> [WHAT THE TASK ASKS]: According to the opinion piece on Pride Month below, in what year did the Supreme Court make gay marriage legal?

> [PAGE EXCERPT]:
After thirty long days of the LGBTQ community gallivanting in the streets and shouting “Me, Me, Me,” it’s finally over.
I realize I already sound like a homophobe, since as the politically, polarizing argument would assume, “If you’re not with us, you’re against us.”
But imagine how that argument would play out if there were a straight pride parade or a white pride parade or a male pride parade? A straight pride parade would seem like an insult to the homosexual community, and a white pride parade would construe the message that all attendees are white supremacists, and a male pride parade would seemingly promote misogyny.
So, is there a possibility that I’m not against the LGBTQ community, and that I’m instead against any movement that promotes pride?
For when has pride ever been considered a virtue? The fundamental apex of all virtues is humility, and as we know, pride is the opposite of humility. So, why would anyone celebrate something as egregious as pride?
If white pride or heterosexual pride or male pride only has the potential of causing dissension, then why should anyone expect gay pride or trans pride or queer pride to be any different?
The answer revolves around the issue of oppression.
The political left purports pride to be a virtue as long as the community has faced oppression, and pride parades to be acceptable for the purpose of liberating the oppressed community.
However, the fight for gay rights is over.
It’s not 1960. It’s 2019. Gays currently have the same rights as everyone else. Gay marriage was made legal by the Supreme Court in 2015, and discrimination against employees is virtually impossible without the EEOC tying a noose around your neck.
Are there still bigoted meanie pants out there willing to throw out a discriminatory epithet? Of course, but a parade won’t save you. A hate speech bill might, but then we’d all be truly oppressed.
The political oppression of the LGBTQ community is ancient history. If there’s an argument for oppression, it is the oppression that this community has brought upon themselves.
According to the Centers for Disease Control and Prevention, 92% of HIV diagnoses for teenage boys and men in their early twenties are directly linked to homosexual sex, and congenital syphilis infection rates among homosexual men have been on the increase every single year since the turn of the millennium.
Are these matters of oppression? Or are they, as LGBTQ Pride Month would insinuate, matters to be proud of?
What about the 41.8 percent of transgender youths that have attempted suicide? What about the epidemic of handing out hormone blockers to children who are not old enough to have sex or have a vote in political matters?
This is most certainly oppression.
Instead of approaching the issue of gender dysphoria as a psychological issue, the LGBTQ community incites mayhem by promoting it as a point of pride. Once again, celebrating pride only results in conflict.
It’s hard to tell what LGBTQ History Month is truly about. If it’s about celebrating the freedom from oppression, then the community should reevaluate where the majority of the “oppression” is coming from. If it’s simply about celebrating that you’re prideful, then that’s fundamentally obtuse.
It’s nonsense to be proud of something arguably inherent.
If you want to be proud of something, be proud of the 7,000 military members that have died fighting the War on Terror, so that you can keep your freedom here, granting you the abundant liberty to throw a silly pride parade.
Political oppression against the LGBTQ community is a non-issue. If the LGBTQ community wants freedom over their private lives, then how about not throwing a massive, public parade that revolves around your private lives.

> [RAW DATA]:
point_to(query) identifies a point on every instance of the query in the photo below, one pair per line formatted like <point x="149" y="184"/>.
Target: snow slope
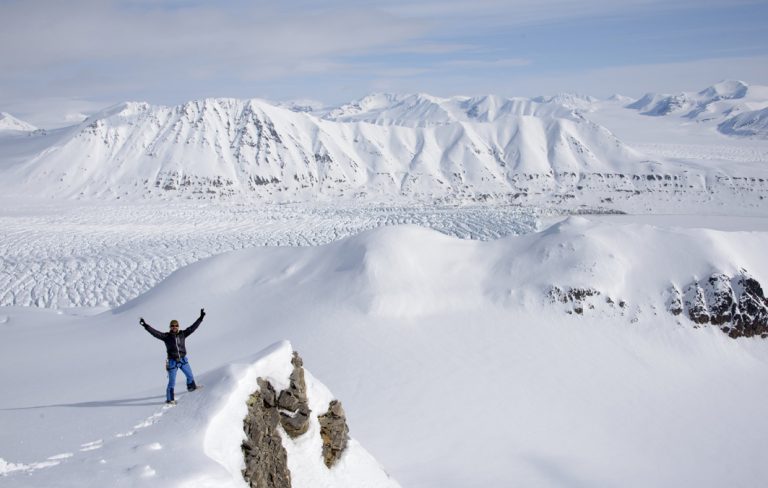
<point x="454" y="365"/>
<point x="224" y="147"/>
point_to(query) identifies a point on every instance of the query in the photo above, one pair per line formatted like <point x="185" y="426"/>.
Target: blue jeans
<point x="173" y="367"/>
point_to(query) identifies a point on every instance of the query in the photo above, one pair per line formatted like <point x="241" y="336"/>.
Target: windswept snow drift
<point x="453" y="365"/>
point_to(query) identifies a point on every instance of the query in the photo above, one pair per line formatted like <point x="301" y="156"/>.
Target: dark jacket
<point x="174" y="343"/>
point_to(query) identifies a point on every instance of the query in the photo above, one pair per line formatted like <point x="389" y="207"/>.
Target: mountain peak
<point x="11" y="123"/>
<point x="726" y="89"/>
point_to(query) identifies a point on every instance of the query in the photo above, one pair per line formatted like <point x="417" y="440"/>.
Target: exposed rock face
<point x="334" y="431"/>
<point x="294" y="408"/>
<point x="581" y="299"/>
<point x="735" y="304"/>
<point x="266" y="462"/>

> [WRITTEN SOLUTION]: 2015